**TASK DIRECTIONS**
Give the records below as a Markdown table with two columns, Row and Line. Put the row number under Row and each line under Line, leaving out blank lines.

-- Start of DATASET ROWS --

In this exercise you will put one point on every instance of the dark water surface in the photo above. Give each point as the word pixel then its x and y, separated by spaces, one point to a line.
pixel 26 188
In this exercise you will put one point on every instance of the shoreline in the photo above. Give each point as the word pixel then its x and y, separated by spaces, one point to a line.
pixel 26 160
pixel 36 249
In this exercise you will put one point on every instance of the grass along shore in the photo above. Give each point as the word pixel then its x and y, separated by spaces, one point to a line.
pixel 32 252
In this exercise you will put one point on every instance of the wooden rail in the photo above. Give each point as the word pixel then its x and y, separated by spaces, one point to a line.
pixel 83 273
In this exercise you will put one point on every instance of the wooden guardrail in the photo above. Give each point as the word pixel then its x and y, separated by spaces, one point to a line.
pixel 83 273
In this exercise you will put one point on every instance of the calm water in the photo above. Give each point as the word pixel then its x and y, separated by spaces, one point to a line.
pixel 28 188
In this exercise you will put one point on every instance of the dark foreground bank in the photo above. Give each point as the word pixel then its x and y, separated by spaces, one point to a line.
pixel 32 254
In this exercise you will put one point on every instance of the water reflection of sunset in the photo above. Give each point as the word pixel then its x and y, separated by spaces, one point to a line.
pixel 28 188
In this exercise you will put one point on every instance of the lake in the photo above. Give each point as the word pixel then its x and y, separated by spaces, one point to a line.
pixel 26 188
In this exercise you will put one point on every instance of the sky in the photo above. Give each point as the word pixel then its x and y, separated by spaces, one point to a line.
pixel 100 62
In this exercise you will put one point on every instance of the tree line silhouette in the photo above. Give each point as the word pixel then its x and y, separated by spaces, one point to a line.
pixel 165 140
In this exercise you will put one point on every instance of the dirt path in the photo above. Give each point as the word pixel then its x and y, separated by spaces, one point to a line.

-- End of DATASET ROWS --

**TASK RESPONSE**
| Row | Line |
|---|---|
| 1 | In this exercise you will put one point on every instance of the dark water surface in the photo above. Give each point as the word pixel then its x and y, separated by spaces, one point to a line. |
| 2 | pixel 26 188 |
| 3 | In this exercise you will put one point on every instance of the shoreline in the photo above. Give each point as the word pixel then its x and y, separated by spaces, one point to a line. |
| 4 | pixel 26 160 |
| 5 | pixel 36 249 |
| 6 | In this exercise you will put one point on every instance of the grass along shore in the photo above. Give each point as the word pixel then its x and y, separated by spaces, one point to a line. |
| 7 | pixel 32 252 |
| 8 | In this exercise you will put one point on every instance of the wooden rail in the photo above. Give each point as the word pixel then its x and y, separated by spaces, one point to a line. |
| 9 | pixel 83 273 |
| 10 | In this exercise you will put one point on every instance of the wooden guardrail in the photo above. Give each point as the word pixel then its x and y, separated by spaces, one point to a line. |
| 11 | pixel 83 273 |
| 12 | In this exercise you will put one point on every instance of the calm water in the photo above. Give each point as the word pixel then its x and y, separated by spaces, one point to a line. |
| 13 | pixel 28 188 |
| 14 | In this exercise you will put one point on every instance of the dark foreground bank in the photo above. Give each point as the word pixel then its x and y, separated by spaces, one point to a line. |
| 15 | pixel 32 254 |
| 16 | In this exercise you will put one point on every instance of the water reflection of sunset in the photo above. Give each point as the word pixel then its x and y, separated by spaces, one point to a line. |
| 17 | pixel 28 188 |
| 18 | In this exercise you will put one point on every instance of the lake in the photo above. Give each point as the word pixel then its x and y, separated by spaces, one point to a line. |
| 19 | pixel 26 188 |
| 20 | In this exercise you will put one point on every instance of the sky in the photo above. Give each point as the word pixel then its x and y, separated by spaces, one point to a line. |
| 21 | pixel 100 62 |
| 22 | In this exercise you will put one point on every instance of the tree line silhouette in the photo above. Give each point as the word pixel then its x and y, separated by spaces, one point to a line. |
| 23 | pixel 165 140 |
| 24 | In this exercise you will put one point on every instance of the dirt path in the photo above. Give each point as the word pixel then its x and y, separated by spaces, one point to a line. |